Passage provided: Begin
As I see it the subjective experience of redness, indeed any shade of any hue, any timbre of sound, any taste, any aroma, etc, is what it is like to be a particular current behaviour of a certain population of neurons within the brain. Such particular patterns of activity I call a dynamic logical structures (DLS).
In relation to the most recent update of the camp statement my point here is to emphasise that all such DLS are learned behaviours. As such I take it for granted that, because the learning has taken place within the one particular brain of an individual whose personal history is, ultimately, unique, there is no way that a DLS in that person's brain is going to be identical to a DLS in the brain of another person in the same situation at the same time and place. I fully agree that there will be - or at least ought to be - very significant similarities because we are all members of the one species. There may also be quite significant differences for the same reason that we humans all have finger prints which are unique in their exact details but generally seem to manifest in patterns which can be conventionally named.
The reason for the similarities and differences is basically the same for brain structures as it is for fingerprints: there must be structures which effectively accomplish certain functions but the precise 'final' layout in each case it achieved through epigenetic adaptation to the particulars of the location and activities of the cells building the structures. In the case of fingerprints the need is to have skin on the fingertips which is robust and resistant to wear yet has good grip, and is prolifically endowed with contact sensory neurons. The evolved solution of our species has been to grow fingertip skin with lots of corrugations which maximise the surface area, underlaid with good quality connective tissue which holds the corrugations in place while allowing flexible adaptation to the shapes of things being touched. The genetic coding which produces this
In analogous manner our brains have evolved topologies which reflect the need to systematically map the patterns of sensory inputs and to dynamically match up the inputs of different sensory channels so as to create sufficiently comprehensive and exact representations of objects and entities in the current environment. As well as this we have equally comprehensive output maps which create the patterns of muscle movements we need to respond to threats and/or resources currently important in our surroundings.
Passage provided: End
What to work on —
• a. Answer these questions using the passage on subjective experience and the brain:
(i) What name is given to particular patterns of activity in a population of neurons?
(ii) What kind of behaviours are all such patterns said to be?
(iii) What do the brain's output maps create?
• b. Carry on the passage comparing brain structures with fingerprints, starting after its final sentence.
Extracted entries: Begin
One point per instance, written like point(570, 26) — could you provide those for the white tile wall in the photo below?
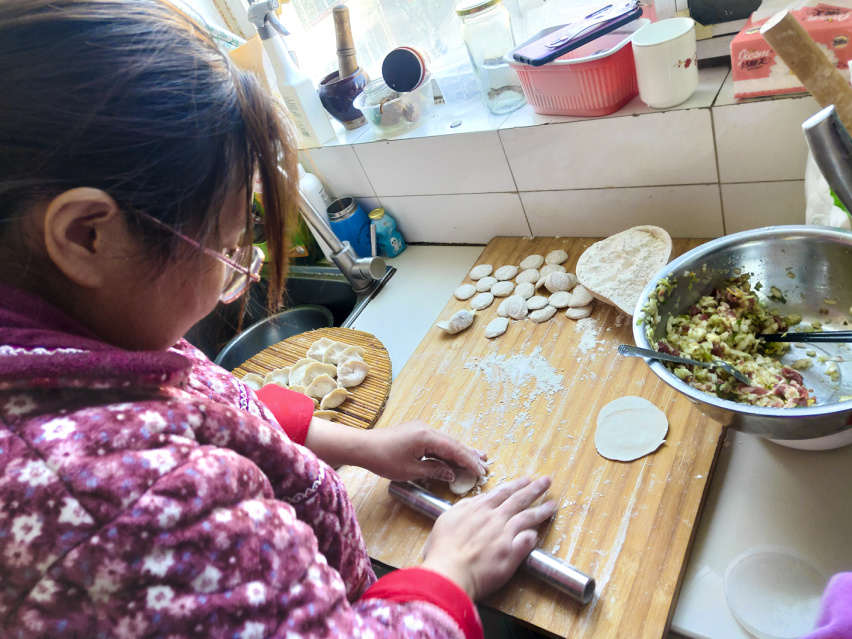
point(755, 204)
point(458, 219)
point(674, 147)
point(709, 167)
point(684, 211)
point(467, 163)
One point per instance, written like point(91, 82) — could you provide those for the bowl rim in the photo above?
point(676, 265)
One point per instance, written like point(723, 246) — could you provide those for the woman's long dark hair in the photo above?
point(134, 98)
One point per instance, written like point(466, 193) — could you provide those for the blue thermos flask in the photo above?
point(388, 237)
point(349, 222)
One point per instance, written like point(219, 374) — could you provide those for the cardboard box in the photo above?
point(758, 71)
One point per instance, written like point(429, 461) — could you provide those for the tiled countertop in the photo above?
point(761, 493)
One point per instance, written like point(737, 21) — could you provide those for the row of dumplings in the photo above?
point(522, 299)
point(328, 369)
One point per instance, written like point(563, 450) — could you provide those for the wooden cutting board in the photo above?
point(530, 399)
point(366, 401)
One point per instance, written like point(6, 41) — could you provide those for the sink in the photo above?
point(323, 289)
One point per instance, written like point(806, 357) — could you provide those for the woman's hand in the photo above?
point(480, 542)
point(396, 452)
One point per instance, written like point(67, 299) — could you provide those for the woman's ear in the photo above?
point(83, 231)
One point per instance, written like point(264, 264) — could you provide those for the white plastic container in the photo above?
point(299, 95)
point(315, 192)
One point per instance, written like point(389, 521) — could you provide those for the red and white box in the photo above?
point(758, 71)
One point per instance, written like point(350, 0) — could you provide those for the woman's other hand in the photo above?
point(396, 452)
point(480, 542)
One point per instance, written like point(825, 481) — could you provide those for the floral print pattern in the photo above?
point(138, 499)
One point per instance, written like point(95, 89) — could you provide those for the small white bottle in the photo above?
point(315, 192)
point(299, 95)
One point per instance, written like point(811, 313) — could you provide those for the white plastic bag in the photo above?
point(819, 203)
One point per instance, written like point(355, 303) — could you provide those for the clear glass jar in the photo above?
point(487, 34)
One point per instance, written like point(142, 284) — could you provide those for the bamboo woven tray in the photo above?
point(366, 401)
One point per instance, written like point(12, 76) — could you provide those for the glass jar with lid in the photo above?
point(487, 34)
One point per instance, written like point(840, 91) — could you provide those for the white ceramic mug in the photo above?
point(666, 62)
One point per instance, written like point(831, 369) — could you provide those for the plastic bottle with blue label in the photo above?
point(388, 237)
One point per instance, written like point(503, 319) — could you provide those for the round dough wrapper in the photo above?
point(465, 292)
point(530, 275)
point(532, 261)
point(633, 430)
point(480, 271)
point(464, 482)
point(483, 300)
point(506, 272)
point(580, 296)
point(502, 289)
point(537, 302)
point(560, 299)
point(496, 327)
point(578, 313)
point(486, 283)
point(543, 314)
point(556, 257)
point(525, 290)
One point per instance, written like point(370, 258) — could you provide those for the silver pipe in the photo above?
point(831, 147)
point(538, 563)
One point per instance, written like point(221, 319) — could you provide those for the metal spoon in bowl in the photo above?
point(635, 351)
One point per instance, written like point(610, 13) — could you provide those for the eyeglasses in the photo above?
Extracted entries: End
Answers for the tasks —
• a.
(i) Dynamic logical structures (DLS).
(ii) Learned behaviours.
(iii) The patterns of muscle movements needed to respond to threats and/or resources currently important in our surroundings.

• b.
Insofar as the purpose of brains is to make animals' muscles move in the right way at the right time we can reasonably assume that the subjectively experienced, non linguistic, description of the world of the members of any particular species is likely to be very similar because their neural architecture is the outcome of their species' history of natural selection. Us humans, by and large, should also have such basic similarities in our pre linguistic experience of the world. However, given that we have also evolved to live within, through, and by means of a linguistic description of ourselves and our world, it is open to speculate that the individual variability now embodied in the brains of all of us may include a much wider range than was present before our ancestors came to rely absolutely on tool using culture and language with versatile grammar.